HM Chief Inspector of Prisons for Scotland Brigadier Hugh Monro told the
evidence was needed in terms of the risk of releasing sex offenders into the community.
Brigadier Monro said : "We are releasing I think, in the previous 12 months, I think somewhere around 150 sex offenders directly from closed conditions not having been tested under open conditions.
"Now I don't know whether this is right or wrong,what I am saying is we need some evidence and some help in this matter."
The chief inspector was giving evidence on his
HM Chief Inspector of Prisons for Scotland Annual Report 2011-12
on 20 November 2012.
He welcomed the creation of a draft strategy for managing sex offenders sent to Dumfries prison, being compiled by the Scottish Prison Service.
Brigadier Monro also criticised the "so called back cells" at Cornton Vale prison where women were segregated, which he described as "utterly, utterly shocking and quite horrible".
He said there was now a new unit but questioned why it took three years to build it, as "a morning in those cells was too long".
The chief inspector also called for better training of staff to allow them to take on a mentoring role for prisoners and improve rehabilitation and for prisons to have better family contact centres that gave more than an "arm and a cup of coffee" but addressed family issues like dyslexia.
The report calls for more work in jails to 'cut reoffending' and states that prisoners needed access to purposeful activities.
It says: "If prisoners, including those untried or un-sentenced prisoners on remand, are not participating in purposeful activities during the day, there is much less likelihood of them being prepared for release back in to the community.
"If Scotland is to reduce re-offending, then prisoners need as much access to purposeful activities as possible."
His report came as figures were published showing re-offending rates in Scotland have fallen to a 13-year low.

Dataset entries
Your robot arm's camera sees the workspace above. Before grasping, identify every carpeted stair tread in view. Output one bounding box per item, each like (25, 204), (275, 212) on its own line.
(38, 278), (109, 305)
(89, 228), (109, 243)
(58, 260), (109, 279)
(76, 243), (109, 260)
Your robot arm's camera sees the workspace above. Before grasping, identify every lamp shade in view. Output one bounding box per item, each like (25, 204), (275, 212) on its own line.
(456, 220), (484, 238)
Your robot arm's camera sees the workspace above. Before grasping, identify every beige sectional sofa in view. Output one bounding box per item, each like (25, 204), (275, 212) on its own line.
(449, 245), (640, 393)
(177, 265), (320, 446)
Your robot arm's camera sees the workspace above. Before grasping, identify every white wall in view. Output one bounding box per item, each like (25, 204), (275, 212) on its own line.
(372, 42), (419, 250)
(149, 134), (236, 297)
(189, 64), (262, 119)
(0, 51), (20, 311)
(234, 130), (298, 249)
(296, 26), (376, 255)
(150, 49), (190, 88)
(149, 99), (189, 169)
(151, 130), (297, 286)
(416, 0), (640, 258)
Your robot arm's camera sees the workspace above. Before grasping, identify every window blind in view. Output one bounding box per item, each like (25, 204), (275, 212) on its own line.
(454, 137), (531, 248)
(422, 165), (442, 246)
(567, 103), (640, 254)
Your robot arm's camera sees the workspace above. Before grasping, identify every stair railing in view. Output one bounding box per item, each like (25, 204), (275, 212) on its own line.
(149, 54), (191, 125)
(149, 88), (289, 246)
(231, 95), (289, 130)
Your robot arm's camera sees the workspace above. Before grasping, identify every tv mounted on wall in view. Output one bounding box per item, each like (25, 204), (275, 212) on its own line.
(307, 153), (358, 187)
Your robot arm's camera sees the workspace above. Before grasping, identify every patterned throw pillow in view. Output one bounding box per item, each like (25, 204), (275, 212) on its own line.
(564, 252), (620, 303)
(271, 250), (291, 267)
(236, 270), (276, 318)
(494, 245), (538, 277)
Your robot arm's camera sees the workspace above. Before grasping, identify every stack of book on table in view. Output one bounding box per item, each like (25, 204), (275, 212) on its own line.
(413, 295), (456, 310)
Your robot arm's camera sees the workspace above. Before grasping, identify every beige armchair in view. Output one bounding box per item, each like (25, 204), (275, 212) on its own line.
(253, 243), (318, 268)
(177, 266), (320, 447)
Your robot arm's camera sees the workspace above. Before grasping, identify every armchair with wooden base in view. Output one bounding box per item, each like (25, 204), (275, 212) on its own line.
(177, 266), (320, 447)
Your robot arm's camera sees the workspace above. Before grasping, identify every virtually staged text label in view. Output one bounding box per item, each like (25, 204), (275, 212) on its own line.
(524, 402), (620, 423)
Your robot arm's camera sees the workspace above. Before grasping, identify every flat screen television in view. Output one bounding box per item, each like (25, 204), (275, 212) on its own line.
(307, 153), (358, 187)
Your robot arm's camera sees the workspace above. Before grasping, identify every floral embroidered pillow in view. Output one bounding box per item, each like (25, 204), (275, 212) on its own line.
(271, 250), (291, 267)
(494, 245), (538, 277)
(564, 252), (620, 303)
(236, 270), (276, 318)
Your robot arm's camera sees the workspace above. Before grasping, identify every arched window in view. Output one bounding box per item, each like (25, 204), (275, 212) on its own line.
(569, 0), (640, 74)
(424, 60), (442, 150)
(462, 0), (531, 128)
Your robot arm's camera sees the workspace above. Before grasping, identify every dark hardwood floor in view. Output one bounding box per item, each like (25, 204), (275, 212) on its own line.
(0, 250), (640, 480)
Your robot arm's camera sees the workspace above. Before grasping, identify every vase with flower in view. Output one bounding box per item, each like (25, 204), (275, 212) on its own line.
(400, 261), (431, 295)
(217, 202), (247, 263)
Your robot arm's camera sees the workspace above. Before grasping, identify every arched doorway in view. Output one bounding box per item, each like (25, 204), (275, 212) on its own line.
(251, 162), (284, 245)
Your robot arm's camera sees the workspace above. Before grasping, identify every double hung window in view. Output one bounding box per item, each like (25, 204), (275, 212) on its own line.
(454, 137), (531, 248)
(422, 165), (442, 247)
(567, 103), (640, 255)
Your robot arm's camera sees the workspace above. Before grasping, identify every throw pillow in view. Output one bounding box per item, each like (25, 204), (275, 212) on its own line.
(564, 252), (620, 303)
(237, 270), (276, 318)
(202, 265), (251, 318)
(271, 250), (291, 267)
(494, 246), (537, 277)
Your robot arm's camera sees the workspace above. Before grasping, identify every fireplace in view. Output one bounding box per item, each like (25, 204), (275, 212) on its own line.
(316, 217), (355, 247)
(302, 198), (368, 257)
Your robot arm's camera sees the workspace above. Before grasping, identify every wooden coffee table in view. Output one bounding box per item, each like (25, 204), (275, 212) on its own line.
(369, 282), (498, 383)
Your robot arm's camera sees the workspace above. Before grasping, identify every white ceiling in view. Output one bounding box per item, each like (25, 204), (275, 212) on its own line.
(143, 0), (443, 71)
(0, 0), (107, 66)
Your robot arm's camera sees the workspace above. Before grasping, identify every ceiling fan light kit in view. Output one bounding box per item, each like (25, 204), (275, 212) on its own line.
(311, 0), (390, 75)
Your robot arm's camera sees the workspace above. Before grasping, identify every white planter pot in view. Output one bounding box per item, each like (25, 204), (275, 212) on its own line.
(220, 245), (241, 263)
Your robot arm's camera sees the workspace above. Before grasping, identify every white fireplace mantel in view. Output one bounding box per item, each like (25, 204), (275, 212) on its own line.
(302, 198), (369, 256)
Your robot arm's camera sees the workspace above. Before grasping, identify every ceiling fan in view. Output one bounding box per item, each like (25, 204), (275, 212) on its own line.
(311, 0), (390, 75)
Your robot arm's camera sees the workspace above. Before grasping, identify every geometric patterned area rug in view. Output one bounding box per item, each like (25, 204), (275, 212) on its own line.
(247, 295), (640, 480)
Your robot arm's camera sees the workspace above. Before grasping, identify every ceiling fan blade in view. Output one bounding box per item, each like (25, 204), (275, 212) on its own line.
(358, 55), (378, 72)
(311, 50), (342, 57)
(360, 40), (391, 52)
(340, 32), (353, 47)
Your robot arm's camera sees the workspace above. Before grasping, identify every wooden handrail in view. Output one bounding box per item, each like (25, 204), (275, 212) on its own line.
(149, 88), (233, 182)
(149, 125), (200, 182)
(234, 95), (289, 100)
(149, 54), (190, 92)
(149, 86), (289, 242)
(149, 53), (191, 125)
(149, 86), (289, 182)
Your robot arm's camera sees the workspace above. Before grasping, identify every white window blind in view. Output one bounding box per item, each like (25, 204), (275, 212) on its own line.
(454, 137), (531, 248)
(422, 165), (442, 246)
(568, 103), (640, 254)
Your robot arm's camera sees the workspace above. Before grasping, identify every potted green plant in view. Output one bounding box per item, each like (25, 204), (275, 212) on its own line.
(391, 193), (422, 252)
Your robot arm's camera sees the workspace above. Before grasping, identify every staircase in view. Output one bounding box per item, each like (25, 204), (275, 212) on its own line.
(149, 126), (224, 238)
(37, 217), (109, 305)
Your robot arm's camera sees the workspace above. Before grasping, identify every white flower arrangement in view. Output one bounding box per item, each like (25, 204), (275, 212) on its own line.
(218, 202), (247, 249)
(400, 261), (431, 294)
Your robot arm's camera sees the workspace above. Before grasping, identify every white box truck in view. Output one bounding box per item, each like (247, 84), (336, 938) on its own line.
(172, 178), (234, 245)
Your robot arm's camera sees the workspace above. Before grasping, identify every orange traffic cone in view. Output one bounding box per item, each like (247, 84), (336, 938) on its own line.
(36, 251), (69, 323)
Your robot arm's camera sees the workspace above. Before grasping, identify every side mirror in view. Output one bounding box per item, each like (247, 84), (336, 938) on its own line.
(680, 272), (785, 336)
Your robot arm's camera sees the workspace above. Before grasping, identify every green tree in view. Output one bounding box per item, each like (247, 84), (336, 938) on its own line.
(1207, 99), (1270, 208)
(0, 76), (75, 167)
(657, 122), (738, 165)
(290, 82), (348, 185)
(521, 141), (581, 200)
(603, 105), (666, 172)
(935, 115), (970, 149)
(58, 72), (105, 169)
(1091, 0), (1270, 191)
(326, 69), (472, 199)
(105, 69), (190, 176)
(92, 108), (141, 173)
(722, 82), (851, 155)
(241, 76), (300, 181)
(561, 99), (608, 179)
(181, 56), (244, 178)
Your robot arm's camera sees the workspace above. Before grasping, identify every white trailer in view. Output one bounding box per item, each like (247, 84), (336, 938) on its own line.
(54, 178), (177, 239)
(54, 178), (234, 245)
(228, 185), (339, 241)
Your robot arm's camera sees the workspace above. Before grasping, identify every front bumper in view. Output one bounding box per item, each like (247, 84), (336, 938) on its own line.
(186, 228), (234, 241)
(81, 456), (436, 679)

- **TASK DETAILS**
Which dates and time spans does the article on the Scottish prisons report mention? List every one.

- **ANSWER SECTION**
- The previous 12 months (the period in which about 150 sex offenders were released directly from closed conditions)
- 2011-12 (the year of the annual report)
- 20 November 2012 (the day the chief inspector gave evidence)
- Three years (the time taken to build the new unit at Cornton Vale)
- A 13-year low (the level re-offending rates in Scotland have fallen to)